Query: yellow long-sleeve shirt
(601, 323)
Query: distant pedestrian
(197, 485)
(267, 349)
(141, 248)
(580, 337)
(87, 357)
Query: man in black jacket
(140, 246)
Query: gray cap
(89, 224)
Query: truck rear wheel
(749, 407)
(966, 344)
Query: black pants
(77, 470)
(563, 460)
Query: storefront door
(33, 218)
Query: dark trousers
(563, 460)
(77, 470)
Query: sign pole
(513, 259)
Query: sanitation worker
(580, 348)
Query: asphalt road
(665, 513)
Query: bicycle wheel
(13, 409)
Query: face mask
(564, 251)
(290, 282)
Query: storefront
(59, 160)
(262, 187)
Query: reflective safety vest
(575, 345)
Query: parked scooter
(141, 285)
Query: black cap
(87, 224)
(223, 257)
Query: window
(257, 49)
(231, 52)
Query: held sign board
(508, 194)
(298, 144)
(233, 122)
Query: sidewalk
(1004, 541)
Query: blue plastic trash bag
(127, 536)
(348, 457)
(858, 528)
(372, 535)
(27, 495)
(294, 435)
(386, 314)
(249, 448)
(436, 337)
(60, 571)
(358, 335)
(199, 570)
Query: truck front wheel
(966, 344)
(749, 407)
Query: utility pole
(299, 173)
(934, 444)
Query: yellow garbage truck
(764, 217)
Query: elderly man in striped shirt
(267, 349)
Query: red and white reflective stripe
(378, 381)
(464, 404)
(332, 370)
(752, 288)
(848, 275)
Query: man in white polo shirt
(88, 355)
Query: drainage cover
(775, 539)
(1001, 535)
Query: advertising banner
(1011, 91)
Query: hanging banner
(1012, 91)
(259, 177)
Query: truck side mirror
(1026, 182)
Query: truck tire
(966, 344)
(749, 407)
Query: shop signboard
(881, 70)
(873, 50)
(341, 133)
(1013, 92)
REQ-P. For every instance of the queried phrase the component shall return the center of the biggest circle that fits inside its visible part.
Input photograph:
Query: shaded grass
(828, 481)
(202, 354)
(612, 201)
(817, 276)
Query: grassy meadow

•••••

Gib die Datensätze ab der Zeile mit "Query: reflective safety vest" bis zum Ende vollständig wieder, wobei beide Grenzen eingeschlossen sind. Addiere dabei 86 zu jeder Zahl in den Koordinaten und lass alle übrigen Zeilen unverändert.

Query: reflective safety vest
(661, 431)
Query: parked scooter
(227, 371)
Query: black cap
(173, 310)
(309, 343)
Query: window
(343, 135)
(317, 138)
Query: held sign board
(594, 280)
(384, 230)
(319, 208)
Query: sidewalk
(1090, 627)
Query: blue plastic trash bag
(213, 622)
(434, 543)
(944, 614)
(458, 621)
(113, 581)
(380, 521)
(472, 400)
(335, 534)
(522, 423)
(146, 657)
(444, 421)
(285, 656)
Query: truck front wheel
(1052, 430)
(835, 493)
Query: utility pole
(385, 259)
(1020, 530)
Query: yellow garbage truck
(850, 303)
Query: elderly man in striped shirt
(353, 435)
Query: red and white reflective stripe
(464, 467)
(550, 490)
(418, 456)
(838, 374)
(934, 361)
Query: man in white polo shirt
(174, 441)
Query: drainage cover
(861, 625)
(1087, 621)
Query: advertising banner
(1097, 177)
Query: hanging banner
(1098, 177)
(345, 263)
Query: truck side mirror
(1112, 268)
Query: truck tire
(1052, 430)
(835, 493)
Query: shop signboard
(967, 156)
(959, 136)
(427, 219)
(1099, 178)
REQ-P. For every instance of the queried phrase the component shall return the center of the biggest circle that fits inside its visible part.
Input photograph:
Query: shaded grass
(914, 567)
(288, 440)
(698, 287)
(903, 362)
Query: grassy meadow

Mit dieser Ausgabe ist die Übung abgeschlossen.